Excerpt provided:
****************************************
U.S. SECURITIES AND EXCHANGE COMMISSION
WASHINGTON, D.C. 20549

FORM 8-K

CURRENT REPORT
Pursuant to Section 13 or 15(d) of the
Securities Exchange Act of 1934

Date of Report (Date of earliest event reported):  September 9, 2010

ONCOLOGIX TECH, INC.
(Name of Small Business Issuer as Specified in Its Charter)
 
Nevada                                                                                                                             0-15482                                                                                                                  86-1006416
(State or other jurisdiction of                                                                                         (Commission File Number)                                                                                          (I.R.S. Employer
incorporation or organization)                                                                                                                                                                                                                               Identification No.)
 
P.O. Box 8832
Grand Rapids, MI  49518-8832
(Address of principal executive offices)
 
(616) 977-9933
(Issuer’s telephone number)
 
Check the appropriate box below if the Form 8-K is intended to simultaneously satisfy the filing obligation of the registrant under any of the following provisions:
 
[ ] Written communications pursuant to Rule 425 under the Securities Act (17 CFR 230.425)
****************************************
Recorded data:
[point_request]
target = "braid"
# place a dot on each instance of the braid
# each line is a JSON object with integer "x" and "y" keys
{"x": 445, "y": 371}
****************************************
Tasks for this exercise:
[1] Decide whether each statement agrees with the Form 8-K cover page, and answer yes or no, quoting the words from it that settle the matter: (a) The company's state of incorporation is Nevada. (b) The earliest event reported took place on September 19, 2010. (c) The issuer's telephone number is (616) 977-9933.
[2] Pick up the Form 8-K cover page after its last line and keep writing.
The rows are separate material from the Form 8-K cover page.

Solved problems:
[1]
(a) Yes: "Nevada"
(b) No: "September 9, 2010"
(c) Yes: "(616) 977-9933"

[2]
 
[ ] Soliciting material pursuant to Rule 14a-12 under the Exchange Act (17 CFR 240.14a-12)
 
[ ] Pre-commencement communications pursuant to Rule 14d-2(b) under the Exchange Act (17 CFR 240.14d-2(b))
 
[ ] Pre-commencement communications pursuant to Rule 13e-4(c) under the Exchange Act (17 CFR 240.13e-4(c))


 



 
 

 



Item 4.01 – Changes in Registrant’s Certifying Accountant
 
a)
 
1)  
On September 9, 2010, the Board of Directors of the Registrant recommended and approved the dismissal of Chisholm, Bierwolf, Nilson & Morrill, LLC. as the Registrant’s independent registered public accounting firm effective September 9, 2010 as a result of Chisholm, Bierwolf, Nilson & Morrill, LLC’s decision to not stand for re-election as the Company’s auditors.
 
2)  
The reports of Chisholm, Bierwolf, Nilson & Morrill, LLC. on the Registrant’s consolidated financial statements for the fiscal years ended August 31, 2009 and 2008 did not contain any adverse opinion or disclaimer of opinion and were not qualified or modified as to audit scope or accounting principles.  Their opinion was qualified due to uncertainty as to the Registrant’s ability to continue as a going concern.
 
3)  
The decision to change the Registrant’s independent registered public accounting firm was recommended and approved by the Registrant’s Board of Directors.
 
4)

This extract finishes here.